EXTRACTED INFORMATION
§

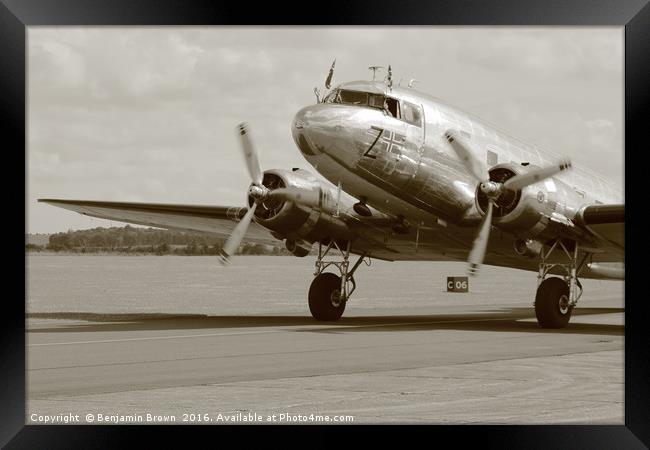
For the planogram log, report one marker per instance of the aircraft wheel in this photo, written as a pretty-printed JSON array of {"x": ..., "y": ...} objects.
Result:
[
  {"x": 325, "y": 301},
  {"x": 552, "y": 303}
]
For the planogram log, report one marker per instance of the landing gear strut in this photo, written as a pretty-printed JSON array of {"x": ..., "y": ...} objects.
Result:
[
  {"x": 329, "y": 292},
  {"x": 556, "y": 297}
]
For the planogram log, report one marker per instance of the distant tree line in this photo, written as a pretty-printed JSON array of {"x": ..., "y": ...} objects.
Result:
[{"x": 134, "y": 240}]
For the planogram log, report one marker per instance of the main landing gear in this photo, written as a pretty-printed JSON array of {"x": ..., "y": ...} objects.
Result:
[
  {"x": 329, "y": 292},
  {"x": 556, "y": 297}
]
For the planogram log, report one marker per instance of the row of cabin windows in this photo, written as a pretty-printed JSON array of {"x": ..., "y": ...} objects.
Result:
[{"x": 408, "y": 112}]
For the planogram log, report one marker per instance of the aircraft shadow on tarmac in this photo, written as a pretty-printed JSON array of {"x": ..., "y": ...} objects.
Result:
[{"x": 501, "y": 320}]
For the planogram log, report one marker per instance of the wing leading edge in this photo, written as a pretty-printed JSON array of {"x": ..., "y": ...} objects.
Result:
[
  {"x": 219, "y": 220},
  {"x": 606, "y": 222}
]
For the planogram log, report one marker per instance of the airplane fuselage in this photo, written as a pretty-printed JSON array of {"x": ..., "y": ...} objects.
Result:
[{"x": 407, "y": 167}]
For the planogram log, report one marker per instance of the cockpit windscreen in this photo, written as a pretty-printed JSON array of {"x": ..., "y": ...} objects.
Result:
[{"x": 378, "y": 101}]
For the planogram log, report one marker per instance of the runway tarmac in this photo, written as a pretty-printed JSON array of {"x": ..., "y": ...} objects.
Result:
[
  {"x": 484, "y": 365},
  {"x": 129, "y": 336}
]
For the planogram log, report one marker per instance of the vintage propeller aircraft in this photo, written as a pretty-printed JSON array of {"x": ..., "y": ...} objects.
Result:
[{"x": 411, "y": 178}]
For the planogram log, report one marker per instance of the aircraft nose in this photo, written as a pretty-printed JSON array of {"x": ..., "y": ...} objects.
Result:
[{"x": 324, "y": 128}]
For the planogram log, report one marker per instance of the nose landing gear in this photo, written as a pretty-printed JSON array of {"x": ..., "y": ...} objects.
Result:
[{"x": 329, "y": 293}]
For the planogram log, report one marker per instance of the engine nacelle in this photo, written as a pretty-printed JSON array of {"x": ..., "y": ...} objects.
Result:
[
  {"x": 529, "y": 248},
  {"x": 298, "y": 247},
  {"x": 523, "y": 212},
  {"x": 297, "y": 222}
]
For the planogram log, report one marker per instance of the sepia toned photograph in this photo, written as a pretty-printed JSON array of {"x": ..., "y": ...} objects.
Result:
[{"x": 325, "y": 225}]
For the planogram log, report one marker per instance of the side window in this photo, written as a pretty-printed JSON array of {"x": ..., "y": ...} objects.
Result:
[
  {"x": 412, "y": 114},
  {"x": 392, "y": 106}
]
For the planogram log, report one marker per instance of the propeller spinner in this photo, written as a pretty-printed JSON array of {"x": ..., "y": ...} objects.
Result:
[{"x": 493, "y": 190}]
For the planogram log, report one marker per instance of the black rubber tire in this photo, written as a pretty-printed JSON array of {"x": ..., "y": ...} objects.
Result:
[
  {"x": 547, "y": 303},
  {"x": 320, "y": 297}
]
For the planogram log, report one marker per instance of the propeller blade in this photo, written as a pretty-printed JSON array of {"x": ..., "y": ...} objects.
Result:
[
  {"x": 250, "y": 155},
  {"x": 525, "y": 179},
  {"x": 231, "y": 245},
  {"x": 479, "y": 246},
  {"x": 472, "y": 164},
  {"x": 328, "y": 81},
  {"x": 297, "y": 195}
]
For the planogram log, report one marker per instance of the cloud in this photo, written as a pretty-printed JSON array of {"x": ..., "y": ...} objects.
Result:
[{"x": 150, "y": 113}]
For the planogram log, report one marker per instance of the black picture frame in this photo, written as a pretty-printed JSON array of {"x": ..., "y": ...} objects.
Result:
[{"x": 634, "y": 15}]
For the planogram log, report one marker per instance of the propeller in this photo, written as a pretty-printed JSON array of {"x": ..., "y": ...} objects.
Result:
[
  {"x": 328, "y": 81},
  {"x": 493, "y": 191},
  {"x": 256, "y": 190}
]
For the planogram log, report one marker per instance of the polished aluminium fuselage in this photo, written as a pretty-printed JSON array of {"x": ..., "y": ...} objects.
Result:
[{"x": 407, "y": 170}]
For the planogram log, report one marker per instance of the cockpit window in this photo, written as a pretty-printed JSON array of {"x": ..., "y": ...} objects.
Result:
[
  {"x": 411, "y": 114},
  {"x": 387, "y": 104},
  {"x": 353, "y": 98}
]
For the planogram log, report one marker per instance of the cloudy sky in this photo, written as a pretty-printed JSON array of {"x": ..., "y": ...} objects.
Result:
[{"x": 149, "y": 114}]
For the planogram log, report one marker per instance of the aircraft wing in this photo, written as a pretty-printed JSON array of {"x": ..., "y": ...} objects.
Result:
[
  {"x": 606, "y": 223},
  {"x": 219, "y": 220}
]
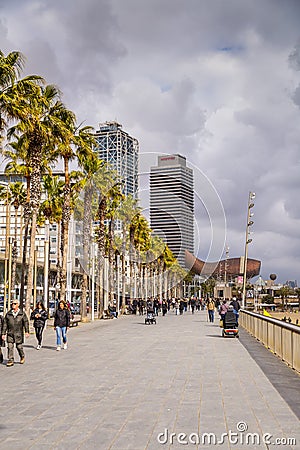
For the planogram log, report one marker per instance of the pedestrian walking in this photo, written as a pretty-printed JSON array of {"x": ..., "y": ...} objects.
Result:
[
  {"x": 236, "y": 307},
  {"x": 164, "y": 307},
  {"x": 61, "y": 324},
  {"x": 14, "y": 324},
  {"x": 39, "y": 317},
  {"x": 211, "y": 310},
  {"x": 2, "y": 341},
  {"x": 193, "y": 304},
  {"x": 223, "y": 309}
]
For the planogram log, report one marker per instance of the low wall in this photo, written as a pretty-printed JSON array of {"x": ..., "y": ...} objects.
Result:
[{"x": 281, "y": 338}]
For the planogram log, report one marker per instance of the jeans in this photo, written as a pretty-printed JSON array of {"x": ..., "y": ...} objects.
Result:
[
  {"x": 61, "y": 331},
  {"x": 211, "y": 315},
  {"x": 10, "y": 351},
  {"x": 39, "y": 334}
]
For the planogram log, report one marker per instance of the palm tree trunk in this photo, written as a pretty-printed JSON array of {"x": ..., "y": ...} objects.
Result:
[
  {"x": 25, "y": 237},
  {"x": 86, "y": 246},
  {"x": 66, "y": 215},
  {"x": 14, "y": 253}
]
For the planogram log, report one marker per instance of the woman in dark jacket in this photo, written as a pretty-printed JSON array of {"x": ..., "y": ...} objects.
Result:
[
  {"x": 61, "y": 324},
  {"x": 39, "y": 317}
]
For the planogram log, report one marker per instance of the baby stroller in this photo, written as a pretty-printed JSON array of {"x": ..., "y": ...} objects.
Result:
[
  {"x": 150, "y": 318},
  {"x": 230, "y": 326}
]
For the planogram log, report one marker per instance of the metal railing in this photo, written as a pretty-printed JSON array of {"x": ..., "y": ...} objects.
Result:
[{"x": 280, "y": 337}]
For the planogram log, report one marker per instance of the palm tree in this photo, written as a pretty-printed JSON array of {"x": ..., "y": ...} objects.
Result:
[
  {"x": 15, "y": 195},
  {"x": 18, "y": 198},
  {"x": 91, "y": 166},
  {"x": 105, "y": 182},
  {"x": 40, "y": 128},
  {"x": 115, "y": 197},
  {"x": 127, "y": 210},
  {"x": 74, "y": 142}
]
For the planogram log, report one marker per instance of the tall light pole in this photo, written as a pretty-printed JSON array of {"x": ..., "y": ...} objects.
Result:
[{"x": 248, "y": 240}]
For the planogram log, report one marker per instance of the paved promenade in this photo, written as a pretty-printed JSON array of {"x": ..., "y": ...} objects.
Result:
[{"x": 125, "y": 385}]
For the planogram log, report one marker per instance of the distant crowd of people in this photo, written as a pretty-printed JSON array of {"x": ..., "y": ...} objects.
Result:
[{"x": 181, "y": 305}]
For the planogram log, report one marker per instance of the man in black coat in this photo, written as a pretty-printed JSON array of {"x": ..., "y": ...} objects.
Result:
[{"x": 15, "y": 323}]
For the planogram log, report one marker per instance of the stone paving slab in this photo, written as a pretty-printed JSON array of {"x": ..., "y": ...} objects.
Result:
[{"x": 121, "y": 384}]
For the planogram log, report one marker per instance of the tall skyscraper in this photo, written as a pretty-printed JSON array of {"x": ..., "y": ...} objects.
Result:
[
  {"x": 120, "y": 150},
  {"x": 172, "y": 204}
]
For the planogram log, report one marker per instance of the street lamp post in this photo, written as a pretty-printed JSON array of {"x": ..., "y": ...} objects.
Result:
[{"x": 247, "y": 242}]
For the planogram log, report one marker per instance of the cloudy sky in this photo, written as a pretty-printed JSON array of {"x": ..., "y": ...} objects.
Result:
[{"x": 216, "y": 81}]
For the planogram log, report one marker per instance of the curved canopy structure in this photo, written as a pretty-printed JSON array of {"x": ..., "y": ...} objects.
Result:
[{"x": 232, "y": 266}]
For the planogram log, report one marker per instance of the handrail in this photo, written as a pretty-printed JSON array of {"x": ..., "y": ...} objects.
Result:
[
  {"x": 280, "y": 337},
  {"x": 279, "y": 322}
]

§

Set down again, with no changes, the lines of the material above from the one containing "of the curved" through the last line, including both.

For the planogram log, report one marker per instance of the curved canopy structure in this photo, written as a pretty-printed JSON array of {"x": ..., "y": ...} objects.
Result:
[{"x": 232, "y": 266}]
For the planogram log, report one marker per instance of the handrail in this photo, written as a pretty-printed JSON array of {"x": ..., "y": ...} objects.
Result:
[
  {"x": 280, "y": 337},
  {"x": 279, "y": 322}
]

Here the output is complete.